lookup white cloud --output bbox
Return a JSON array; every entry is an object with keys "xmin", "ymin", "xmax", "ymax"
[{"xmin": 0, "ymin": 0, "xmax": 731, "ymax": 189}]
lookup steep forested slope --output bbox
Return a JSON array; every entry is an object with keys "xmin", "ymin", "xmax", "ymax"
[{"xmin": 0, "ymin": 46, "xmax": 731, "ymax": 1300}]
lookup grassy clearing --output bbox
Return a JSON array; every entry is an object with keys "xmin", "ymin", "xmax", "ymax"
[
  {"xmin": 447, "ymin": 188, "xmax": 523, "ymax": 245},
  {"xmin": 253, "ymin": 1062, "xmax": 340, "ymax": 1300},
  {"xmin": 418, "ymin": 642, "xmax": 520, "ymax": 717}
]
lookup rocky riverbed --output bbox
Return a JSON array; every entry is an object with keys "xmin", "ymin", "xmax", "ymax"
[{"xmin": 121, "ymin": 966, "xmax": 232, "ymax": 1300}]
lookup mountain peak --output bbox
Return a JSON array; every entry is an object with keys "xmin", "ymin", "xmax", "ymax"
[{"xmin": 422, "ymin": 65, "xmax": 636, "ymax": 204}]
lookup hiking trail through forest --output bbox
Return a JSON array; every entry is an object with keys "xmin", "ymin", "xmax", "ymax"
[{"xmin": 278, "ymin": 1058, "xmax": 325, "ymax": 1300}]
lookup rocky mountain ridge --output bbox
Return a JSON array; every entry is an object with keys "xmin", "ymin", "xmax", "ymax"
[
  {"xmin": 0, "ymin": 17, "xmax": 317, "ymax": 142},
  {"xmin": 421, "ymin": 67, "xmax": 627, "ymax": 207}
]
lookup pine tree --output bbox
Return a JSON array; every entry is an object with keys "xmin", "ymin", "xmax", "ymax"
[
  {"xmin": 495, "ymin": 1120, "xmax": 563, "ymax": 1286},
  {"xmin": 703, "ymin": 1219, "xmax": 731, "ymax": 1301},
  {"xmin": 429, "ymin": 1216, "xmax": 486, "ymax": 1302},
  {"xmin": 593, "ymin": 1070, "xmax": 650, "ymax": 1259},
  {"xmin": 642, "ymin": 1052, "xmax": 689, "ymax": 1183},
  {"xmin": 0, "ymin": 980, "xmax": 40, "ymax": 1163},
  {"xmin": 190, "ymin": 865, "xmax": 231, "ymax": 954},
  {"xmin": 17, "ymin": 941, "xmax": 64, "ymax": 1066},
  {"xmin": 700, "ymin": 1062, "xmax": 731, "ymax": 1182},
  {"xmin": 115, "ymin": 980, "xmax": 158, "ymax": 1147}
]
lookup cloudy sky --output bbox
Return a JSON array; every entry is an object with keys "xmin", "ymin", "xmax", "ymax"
* * *
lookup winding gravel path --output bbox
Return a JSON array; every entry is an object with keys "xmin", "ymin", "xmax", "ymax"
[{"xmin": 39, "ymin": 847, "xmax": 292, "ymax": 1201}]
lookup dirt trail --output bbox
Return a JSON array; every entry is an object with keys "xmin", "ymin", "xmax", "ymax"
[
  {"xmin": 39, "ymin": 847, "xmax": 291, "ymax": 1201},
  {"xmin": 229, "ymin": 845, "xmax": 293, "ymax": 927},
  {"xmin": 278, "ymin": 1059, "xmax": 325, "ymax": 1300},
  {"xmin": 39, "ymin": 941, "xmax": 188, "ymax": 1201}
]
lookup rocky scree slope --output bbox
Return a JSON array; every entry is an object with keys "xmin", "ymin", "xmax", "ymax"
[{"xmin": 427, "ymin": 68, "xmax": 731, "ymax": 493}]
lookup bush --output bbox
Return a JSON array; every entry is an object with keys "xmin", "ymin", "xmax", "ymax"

* [Requirement]:
Return every line above that contains the string "rocky". Uppercase and lowercase letters count as different.

* [Task output]:
lookup rocky riverbed --output bbox
lookup rocky mountain ridge --output bbox
lookup rocky scree slope --output bbox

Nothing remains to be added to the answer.